> [SHORT TASK]: Rewrite every entry in the listing below with "Practice step" replaced by "Drill" and everything else left unchanged.

Start GIVEN ENTRIES

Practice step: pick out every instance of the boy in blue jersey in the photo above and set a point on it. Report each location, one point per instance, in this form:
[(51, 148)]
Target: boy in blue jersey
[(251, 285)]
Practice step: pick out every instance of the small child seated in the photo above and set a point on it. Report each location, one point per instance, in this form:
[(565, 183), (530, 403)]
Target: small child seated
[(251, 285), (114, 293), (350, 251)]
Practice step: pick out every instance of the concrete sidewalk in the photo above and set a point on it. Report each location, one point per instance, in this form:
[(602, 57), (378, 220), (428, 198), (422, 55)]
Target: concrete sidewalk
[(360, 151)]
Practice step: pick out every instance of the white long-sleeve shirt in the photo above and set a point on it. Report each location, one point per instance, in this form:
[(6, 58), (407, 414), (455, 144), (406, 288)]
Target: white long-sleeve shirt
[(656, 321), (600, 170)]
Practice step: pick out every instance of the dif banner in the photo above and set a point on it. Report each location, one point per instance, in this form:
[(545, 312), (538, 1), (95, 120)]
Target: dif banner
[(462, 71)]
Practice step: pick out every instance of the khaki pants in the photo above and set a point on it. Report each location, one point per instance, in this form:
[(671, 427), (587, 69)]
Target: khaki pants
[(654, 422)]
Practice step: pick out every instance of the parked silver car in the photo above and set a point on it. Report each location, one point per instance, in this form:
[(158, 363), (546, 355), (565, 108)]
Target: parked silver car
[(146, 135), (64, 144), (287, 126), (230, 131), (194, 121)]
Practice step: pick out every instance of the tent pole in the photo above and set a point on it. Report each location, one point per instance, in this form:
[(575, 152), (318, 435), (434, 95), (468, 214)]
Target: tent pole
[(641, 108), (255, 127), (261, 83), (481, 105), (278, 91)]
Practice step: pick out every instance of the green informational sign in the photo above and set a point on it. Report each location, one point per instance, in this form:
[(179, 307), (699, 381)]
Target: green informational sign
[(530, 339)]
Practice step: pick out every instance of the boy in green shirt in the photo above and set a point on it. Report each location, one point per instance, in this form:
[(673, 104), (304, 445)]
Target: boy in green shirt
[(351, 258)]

End GIVEN ENTRIES

> [COMPLETE OUTPUT]:
Drill: pick out every instance of the boy in blue jersey in the photo above and set a point on it. Report each location, one point per instance, in this form:
[(51, 148)]
Target: boy in blue jersey
[(251, 285)]
Drill: pick out every instance of the small child seated in the photo above and set a point on it. Report each location, one point per instance, in this form:
[(565, 183), (530, 403)]
Target: small child seated
[(251, 285), (114, 293), (350, 251)]
Drill: pick out every instance of the concrete sidewalk in the photo above and set a point on it. Report each location, one point per instance, in this form:
[(602, 57), (378, 220), (428, 198), (422, 55)]
Target: concrete sidewalk
[(360, 151)]
Drill: pick out every instance of the white long-sleeve shirt in the photo above and set a point on it. Report each location, one point per instance, in this form:
[(6, 58), (407, 414), (455, 144), (406, 288)]
Target: white long-sleeve shirt
[(656, 321), (600, 170)]
Drill: pick out every instance of the dif banner in the photo above and set a point on it. Report each location, one point per instance, in this form:
[(545, 312), (538, 1), (95, 120)]
Target: dif banner
[(462, 71)]
Drill: pick out every instance of the khaki pants in the photo above and set a point on it. Report each location, one point per instance, in this form:
[(671, 427), (587, 69)]
Target: khaki pants
[(654, 422)]
Drill: pick out every instance of the parked silver car in the photo above and set a point on it. Report each location, one point per instance, in this form:
[(158, 363), (546, 355), (565, 108)]
Target: parked silver car
[(146, 135), (64, 144), (287, 126), (230, 131), (194, 121)]
Drill: pick out every instance of the tent pole in the photo above and set a point on it. Report each location, one point per instance, in this form:
[(575, 152), (318, 435), (434, 95), (468, 214)]
Target: tent pole
[(641, 108), (255, 127), (261, 83), (481, 105), (278, 91)]
Drill: pick out every instance of the green informational sign in the photo above and set a point on it. Report each location, one point per instance, in this form:
[(179, 307), (699, 381)]
Target: green informational sign
[(530, 339)]
Drill: pick out every instance of the boy in green shirt in the photo above and set a point on it. Report each location, one point per instance, in this form:
[(673, 104), (304, 445)]
Target: boy in green shirt
[(351, 258)]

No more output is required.